Reading passage:
****************************************

Two clinical trials have confirmed suspicions – an innovative treatment for a rare neurological condition typically emerging in childhood also increases cancer risk.
Phase 2/3 studies on the effectiveness and safety of a US FDA-approved gene therapy for cerebral adrenoleukodystrophy have delivered bittersweet findings, verifying the treatment's success while showing it comes with a significant risk of a cancer-causing disorder – myelodysplastic syndrome (MDS).
Following treatment, six out of 67 patients across the two recent clinical trials developed MDS, with an additional patient developing leukemia. Further analysis of biopsied cells revealed a variety of genetic insertions that are likely to have contributed to the conditions.
Cerebral adrenoleukodystrophy (CALD) results from a mutation in the ABCD1 gene on the X chromosome that compromises the body's ability to break up very long-chain fatty acids, causing them to accumulate in areas like the nervous system.
The consequences can be devastating, destroying the protective sheath surrounding the nerves' axons and gradually leading to a decline in cognitive abilities and motor functions. Left untreated, the condition can be fatal.
"Cerebral adrenoleukodystrophy is a devastating brain disease that strikes children in the prime of their childhood and development," says neurologist Florian Eichler, director of the Leukodystrophy Clinic at Massachusetts General Hospital.
Being an X-linked abnormality, men are affected far more than women, particularly earlier in life, with symptoms beginning to appear between ages 4 and 10 in just over a third of those with the mutation.
Should the disease be diagnosed at a sufficiently early point in the disease's progress, children can undergo a form of stem-cell therapy where genetically-matched blood cells from a donor are transplanted into the patient, providing them with a working ABCD1 gene.
Though highly successful, the treatment is effectively a tissue transplant, complete with an elevated chance of side-effects, immune responses, and potential for rejection.
What's more, not all patients are eligible for the treatment, which requires a compatible donor.
In 2009, a collaboration between French and German researchers demonstrated a modified HIV virus could be used to insert a working ABCD1 gene into blood stem cells removed from a patient's own body, removing the need for – and risks of – using donor tissue.
That has since been developed into a treatment called elivaldogene autotemcel. Sold as Skysona by the company Bluebird Bio, it received the thumbs-up from the FDA in 2022. Clinical trials found those receiving the genetic therapy had a 72 percent chance of being free of six major functional disabilities in the two years following their first CALD assessment, compared to 43 percent for controls.
Given claims that approximately one out of every two young patients don't survive more than eight years without treatment, every success feels worthy of celebration.
Yet it was already becoming clear the treatment wasn't risk-free. An analysis of continued clinical trials has now provided strong evidence of a one in ten chance of developing a cancerous disorder.
It's possible further patients could develop cancer over the longer term as a result of the therapy. Fortunately, leukemias are responsive to a range of treatments; six of the patients received further treatment, with four becoming cancer-free.
"When I initially began treating patients with CALD, 80 percent came into our clinic on death's door, and now the ratio has flipped," says Eichler.
"We cautiously celebrate that we have been able to stabilize this neurologic disease and give these boys back a fulfilling life, but that jubilation is dampened by the fact that we see malignancy in a subset of these patients. This is something that we are actively trying to understand and address."
Medicine is full of agonizing decisions that weigh chances of living a longer, healthier life against the risk of adverse outcomes. Only through clinical trials such as these can patients and their families have sufficient information to make tough choices.
As stated by Boston Children's Hospital oncologist David A. Williams, "While the risks associated with gene therapy and vector technology are real, the progress we've made offers a source of hope for families facing limited options."
This research was published in the New England Medical Journal here and here.

****************************************

Questions:
(a) Answer these questions about the article:
(i) In the two recent clinical trials, how many of the 67 patients developed MDS?
(ii) Under what name is elivaldogene autotemcel sold?
(iii) A mutation in which gene causes cerebral adrenoleukodystrophy?
(b) Summarize the article in two sentences.
(c) State whether each statement agrees with the article. Answer yes or no, and quote the words that decide it.
(i) The FDA approved Skysona in 2022.
(ii) Women are affected by cerebral adrenoleukodystrophy more often than men.
(iii) All six patients who received further treatment became cancer-free.
Answer using only the article.

****************************************

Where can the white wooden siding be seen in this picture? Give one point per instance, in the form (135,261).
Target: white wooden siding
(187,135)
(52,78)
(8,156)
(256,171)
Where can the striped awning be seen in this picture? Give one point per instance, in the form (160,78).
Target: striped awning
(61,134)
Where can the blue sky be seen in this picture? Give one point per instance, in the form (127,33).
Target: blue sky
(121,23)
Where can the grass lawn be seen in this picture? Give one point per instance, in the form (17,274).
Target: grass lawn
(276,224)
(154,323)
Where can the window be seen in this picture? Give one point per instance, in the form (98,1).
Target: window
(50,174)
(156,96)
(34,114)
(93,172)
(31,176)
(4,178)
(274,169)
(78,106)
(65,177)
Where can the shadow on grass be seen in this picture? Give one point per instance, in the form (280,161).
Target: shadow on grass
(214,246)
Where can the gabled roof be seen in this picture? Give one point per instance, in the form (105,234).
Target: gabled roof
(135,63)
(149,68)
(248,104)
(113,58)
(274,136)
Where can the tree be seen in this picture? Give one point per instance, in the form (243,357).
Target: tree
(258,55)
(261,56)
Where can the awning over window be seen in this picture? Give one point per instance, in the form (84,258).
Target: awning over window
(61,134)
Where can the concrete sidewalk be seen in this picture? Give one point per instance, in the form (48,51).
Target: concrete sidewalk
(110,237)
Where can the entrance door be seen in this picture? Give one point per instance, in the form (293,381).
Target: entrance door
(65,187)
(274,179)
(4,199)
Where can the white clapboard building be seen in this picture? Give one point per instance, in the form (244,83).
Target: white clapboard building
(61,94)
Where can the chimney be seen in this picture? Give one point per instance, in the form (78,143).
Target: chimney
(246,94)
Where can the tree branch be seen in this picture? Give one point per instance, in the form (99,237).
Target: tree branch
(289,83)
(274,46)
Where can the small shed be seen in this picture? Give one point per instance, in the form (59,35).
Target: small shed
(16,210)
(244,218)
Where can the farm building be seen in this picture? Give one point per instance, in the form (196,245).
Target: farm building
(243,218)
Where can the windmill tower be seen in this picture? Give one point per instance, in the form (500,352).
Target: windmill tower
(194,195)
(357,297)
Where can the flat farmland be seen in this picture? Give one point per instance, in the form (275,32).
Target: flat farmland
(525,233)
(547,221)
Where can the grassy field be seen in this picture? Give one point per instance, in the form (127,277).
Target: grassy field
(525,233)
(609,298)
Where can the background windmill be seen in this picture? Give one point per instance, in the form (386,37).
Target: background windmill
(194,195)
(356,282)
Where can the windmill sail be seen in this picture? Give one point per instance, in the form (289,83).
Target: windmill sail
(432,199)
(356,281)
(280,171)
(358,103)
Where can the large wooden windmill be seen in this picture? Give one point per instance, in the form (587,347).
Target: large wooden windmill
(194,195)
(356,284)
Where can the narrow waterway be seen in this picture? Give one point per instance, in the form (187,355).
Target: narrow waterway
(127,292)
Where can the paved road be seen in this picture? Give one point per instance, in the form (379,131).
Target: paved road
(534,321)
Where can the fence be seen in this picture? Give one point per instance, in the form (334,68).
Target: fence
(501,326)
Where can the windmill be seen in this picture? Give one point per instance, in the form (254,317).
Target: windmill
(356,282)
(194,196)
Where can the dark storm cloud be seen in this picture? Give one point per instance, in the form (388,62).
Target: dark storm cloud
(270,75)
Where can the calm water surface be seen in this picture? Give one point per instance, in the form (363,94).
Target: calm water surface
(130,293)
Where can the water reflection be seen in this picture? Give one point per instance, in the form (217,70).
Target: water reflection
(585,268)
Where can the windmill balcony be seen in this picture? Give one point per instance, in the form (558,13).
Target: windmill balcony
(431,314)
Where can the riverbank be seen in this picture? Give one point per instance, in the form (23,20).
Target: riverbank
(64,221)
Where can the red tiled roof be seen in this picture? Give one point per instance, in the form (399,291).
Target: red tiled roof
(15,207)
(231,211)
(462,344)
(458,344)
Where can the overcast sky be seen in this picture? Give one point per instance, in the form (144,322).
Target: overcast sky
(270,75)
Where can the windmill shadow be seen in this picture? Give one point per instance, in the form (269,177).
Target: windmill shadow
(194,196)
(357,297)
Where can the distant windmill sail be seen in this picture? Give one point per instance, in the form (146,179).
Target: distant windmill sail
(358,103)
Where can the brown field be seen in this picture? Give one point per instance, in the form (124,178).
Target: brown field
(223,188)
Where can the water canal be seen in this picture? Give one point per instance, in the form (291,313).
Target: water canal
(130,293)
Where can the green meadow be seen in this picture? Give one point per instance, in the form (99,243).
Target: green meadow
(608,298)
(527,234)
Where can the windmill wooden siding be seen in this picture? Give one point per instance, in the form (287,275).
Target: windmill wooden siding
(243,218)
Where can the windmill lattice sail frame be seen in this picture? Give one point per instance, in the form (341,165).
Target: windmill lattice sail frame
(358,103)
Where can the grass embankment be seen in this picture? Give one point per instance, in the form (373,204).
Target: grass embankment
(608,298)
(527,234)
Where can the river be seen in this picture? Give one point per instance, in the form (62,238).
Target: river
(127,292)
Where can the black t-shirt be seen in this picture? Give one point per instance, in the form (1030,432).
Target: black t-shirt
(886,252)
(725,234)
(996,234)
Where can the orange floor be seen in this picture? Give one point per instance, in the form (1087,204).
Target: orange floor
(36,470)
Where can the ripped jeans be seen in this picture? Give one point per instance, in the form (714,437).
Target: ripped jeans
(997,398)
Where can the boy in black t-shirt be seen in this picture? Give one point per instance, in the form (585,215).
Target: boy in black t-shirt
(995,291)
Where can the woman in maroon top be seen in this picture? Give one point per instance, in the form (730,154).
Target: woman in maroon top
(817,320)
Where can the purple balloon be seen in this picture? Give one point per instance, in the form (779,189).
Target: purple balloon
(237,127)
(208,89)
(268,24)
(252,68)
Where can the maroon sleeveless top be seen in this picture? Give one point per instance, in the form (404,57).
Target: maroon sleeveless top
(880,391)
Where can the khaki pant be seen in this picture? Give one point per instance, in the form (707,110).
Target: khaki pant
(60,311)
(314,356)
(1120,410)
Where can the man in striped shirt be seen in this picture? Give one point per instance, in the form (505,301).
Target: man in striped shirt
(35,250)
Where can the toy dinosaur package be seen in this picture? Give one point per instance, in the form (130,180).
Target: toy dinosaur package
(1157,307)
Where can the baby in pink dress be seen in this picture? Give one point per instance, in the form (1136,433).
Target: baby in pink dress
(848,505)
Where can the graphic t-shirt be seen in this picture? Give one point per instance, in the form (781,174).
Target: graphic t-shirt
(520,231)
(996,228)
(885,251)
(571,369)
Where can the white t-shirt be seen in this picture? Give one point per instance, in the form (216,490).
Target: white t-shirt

****************************************

Expected responses:
(a)
(i) Six.
(ii) Skysona.
(iii) The ABCD1 gene on the X chromosome.

(b) Two clinical trials of an FDA-approved gene therapy for cerebral adrenoleukodystrophy confirmed that it works but showed a significant risk of myelodysplastic syndrome: six of 67 patients developed MDS and one more developed leukemia. The therapy inserts a working ABCD1 gene into a patient's own blood stem cells, which removes the need for donor tissue, and a neurologist describes cautious celebration of its success tempered by the cases of malignancy.

(c)
(i) Yes: "it received the thumbs-up from the FDA in 2022"
(ii) No: "men are affected far more than women"
(iii) No: "six of the patients received further treatment, with four becoming cancer-free"